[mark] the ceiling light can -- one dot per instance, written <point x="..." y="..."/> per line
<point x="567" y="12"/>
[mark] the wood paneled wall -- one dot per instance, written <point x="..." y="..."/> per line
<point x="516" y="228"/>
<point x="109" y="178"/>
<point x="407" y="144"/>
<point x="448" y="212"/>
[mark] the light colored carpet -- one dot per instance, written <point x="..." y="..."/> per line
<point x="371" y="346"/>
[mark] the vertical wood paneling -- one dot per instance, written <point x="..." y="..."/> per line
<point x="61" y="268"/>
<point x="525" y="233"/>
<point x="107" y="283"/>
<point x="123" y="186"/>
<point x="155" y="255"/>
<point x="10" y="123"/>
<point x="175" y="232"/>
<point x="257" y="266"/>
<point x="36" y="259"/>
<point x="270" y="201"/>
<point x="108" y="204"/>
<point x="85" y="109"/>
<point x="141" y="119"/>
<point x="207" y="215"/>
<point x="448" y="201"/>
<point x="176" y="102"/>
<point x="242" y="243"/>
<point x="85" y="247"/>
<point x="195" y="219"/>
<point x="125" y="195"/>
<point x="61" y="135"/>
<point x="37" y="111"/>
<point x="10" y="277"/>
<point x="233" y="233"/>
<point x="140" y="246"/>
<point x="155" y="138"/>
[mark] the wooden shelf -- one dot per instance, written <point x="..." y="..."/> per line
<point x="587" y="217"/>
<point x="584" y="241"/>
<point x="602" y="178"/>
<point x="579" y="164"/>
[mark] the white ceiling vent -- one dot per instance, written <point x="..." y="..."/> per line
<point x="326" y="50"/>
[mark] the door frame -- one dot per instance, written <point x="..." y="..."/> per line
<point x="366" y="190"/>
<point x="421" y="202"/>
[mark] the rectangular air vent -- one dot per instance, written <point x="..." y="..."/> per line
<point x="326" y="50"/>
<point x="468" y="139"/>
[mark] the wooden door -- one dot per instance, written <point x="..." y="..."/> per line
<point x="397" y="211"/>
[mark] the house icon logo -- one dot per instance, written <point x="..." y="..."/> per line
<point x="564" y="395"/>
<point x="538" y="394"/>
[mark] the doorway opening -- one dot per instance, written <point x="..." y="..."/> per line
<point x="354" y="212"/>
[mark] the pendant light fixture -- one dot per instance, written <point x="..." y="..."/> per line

::::

_The task_
Copy all of the items above verbatim, line by line, changing nothing.

_Exercise output_
[mark] the ceiling light can -- one dot per instance, written <point x="..." y="..."/> per line
<point x="567" y="12"/>
[mark] the wood paneled wall -- one dot per instance, written <point x="..." y="..."/> per line
<point x="516" y="228"/>
<point x="109" y="178"/>
<point x="407" y="144"/>
<point x="448" y="212"/>
[mark] the light colored carpet -- one dot per instance, written <point x="..." y="..."/> per line
<point x="371" y="346"/>
[mark] the vertical wood paneling -- one dot per instance, written <point x="..." y="..."/> per line
<point x="61" y="268"/>
<point x="525" y="233"/>
<point x="107" y="283"/>
<point x="123" y="186"/>
<point x="155" y="255"/>
<point x="10" y="123"/>
<point x="175" y="232"/>
<point x="257" y="266"/>
<point x="36" y="259"/>
<point x="270" y="201"/>
<point x="108" y="204"/>
<point x="85" y="109"/>
<point x="141" y="119"/>
<point x="207" y="215"/>
<point x="448" y="201"/>
<point x="176" y="102"/>
<point x="242" y="243"/>
<point x="85" y="247"/>
<point x="195" y="219"/>
<point x="125" y="195"/>
<point x="61" y="135"/>
<point x="37" y="111"/>
<point x="10" y="277"/>
<point x="233" y="233"/>
<point x="140" y="246"/>
<point x="155" y="138"/>
[mark] the wooden shelf -- one dot per instance, written <point x="..." y="..."/> per line
<point x="587" y="217"/>
<point x="584" y="241"/>
<point x="602" y="178"/>
<point x="579" y="164"/>
[mark] the white ceiling vent -- one dot per instance, written <point x="..." y="..."/> per line
<point x="326" y="50"/>
[mark] the door frame -- one dot per instance, written <point x="..." y="..."/> per line
<point x="366" y="190"/>
<point x="421" y="202"/>
[mark] the rectangular air vent -- one dot per instance, written <point x="..." y="..."/> per line
<point x="326" y="50"/>
<point x="468" y="139"/>
[mark] the wooden door -- one dot per instance, written <point x="..." y="..."/> per line
<point x="397" y="211"/>
[mark] the house icon logo -- one dot per instance, written <point x="..." y="..."/> per line
<point x="564" y="395"/>
<point x="538" y="394"/>
[mark] the doorway opening -- one dot per instance, written <point x="..." y="..."/> per line
<point x="354" y="212"/>
[mark] the pendant light fixture -- one dot per instance, written <point x="..." y="..."/> per line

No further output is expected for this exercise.